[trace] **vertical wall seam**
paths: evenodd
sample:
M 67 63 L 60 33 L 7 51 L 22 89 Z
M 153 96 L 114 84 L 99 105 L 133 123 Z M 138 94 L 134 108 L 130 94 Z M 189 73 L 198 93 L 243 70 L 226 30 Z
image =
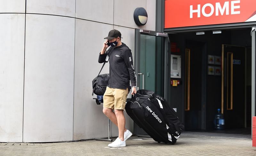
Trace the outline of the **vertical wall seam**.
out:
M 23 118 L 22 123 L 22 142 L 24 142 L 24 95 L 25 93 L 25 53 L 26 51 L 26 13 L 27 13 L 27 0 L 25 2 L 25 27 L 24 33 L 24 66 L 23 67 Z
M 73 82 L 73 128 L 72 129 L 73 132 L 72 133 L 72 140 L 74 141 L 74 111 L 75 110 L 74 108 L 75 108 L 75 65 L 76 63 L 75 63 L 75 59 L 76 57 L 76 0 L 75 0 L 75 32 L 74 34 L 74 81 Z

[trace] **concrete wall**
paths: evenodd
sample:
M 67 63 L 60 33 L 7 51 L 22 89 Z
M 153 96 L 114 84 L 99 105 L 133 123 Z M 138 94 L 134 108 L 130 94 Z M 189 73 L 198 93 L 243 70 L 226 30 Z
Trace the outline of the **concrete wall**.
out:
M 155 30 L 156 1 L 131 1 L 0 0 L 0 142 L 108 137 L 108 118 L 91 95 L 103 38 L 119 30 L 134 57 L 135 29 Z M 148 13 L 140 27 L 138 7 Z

========

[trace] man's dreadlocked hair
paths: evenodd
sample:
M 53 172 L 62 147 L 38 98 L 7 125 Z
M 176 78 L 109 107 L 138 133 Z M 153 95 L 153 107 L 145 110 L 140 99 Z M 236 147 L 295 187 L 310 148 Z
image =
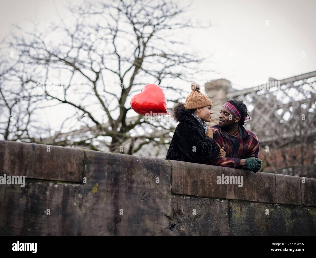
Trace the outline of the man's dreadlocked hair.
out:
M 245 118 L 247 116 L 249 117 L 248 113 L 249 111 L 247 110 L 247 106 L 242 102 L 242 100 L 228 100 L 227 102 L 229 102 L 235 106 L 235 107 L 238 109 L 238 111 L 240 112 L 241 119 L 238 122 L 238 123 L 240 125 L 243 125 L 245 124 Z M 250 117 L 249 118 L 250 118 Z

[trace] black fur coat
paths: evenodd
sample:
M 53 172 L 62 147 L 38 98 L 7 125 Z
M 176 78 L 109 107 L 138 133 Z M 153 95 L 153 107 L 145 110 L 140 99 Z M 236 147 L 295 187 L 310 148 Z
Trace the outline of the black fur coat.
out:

========

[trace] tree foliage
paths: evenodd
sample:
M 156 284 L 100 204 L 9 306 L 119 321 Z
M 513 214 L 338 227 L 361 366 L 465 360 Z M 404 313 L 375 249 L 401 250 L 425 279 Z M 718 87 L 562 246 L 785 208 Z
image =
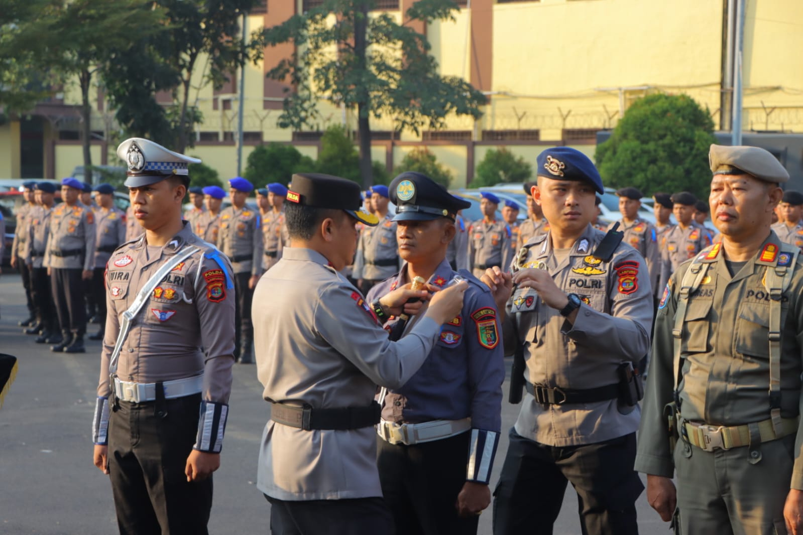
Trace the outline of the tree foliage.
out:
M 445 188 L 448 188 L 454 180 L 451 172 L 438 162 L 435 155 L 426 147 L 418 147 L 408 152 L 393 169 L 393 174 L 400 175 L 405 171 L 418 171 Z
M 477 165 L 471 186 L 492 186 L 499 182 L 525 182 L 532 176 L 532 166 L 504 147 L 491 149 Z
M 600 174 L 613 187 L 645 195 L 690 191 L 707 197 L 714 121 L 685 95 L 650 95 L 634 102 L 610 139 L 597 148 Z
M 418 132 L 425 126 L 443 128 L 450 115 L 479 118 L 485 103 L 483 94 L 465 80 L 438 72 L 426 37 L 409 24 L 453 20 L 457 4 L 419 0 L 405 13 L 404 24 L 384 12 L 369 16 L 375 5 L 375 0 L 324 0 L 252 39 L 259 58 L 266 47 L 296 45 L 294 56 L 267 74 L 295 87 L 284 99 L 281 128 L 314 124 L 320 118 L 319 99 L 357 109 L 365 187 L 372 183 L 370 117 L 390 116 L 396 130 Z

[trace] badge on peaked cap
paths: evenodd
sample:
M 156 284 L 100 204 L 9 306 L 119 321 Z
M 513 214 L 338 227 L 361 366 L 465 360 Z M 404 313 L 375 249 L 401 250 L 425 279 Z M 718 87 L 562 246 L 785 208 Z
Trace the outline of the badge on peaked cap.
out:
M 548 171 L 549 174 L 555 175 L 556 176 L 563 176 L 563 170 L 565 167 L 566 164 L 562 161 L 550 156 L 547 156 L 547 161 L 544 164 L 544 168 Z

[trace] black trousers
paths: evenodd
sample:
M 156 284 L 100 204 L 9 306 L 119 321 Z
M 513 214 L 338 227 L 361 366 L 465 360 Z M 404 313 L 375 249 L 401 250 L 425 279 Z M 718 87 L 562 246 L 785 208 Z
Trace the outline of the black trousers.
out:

========

### GIVEN PROBLEM
Can you reproduce the lines from the one holding "[trace] **concrete wall**" through the one holding "M 155 30 L 156", inclusive, with "concrete wall" swapped for "brick wall" and nothing else altered?

### ANSWER TO THE PROBLEM
[trace] **brick wall**
paths: evenodd
sample:
M 67 63 L 60 33 L 7 51 L 22 89 Z
M 153 96 L 114 84 L 99 105 L 133 123 Z M 138 94 L 134 108 L 130 94 Z M 189 73 L 198 93 L 243 70 L 226 30 Z
Trace the outline of the **brick wall**.
out:
M 155 30 L 156 1 L 131 1 L 0 0 L 0 142 L 108 137 L 108 118 L 91 95 L 103 38 L 119 30 L 134 57 L 135 29 Z M 148 13 L 140 27 L 138 7 Z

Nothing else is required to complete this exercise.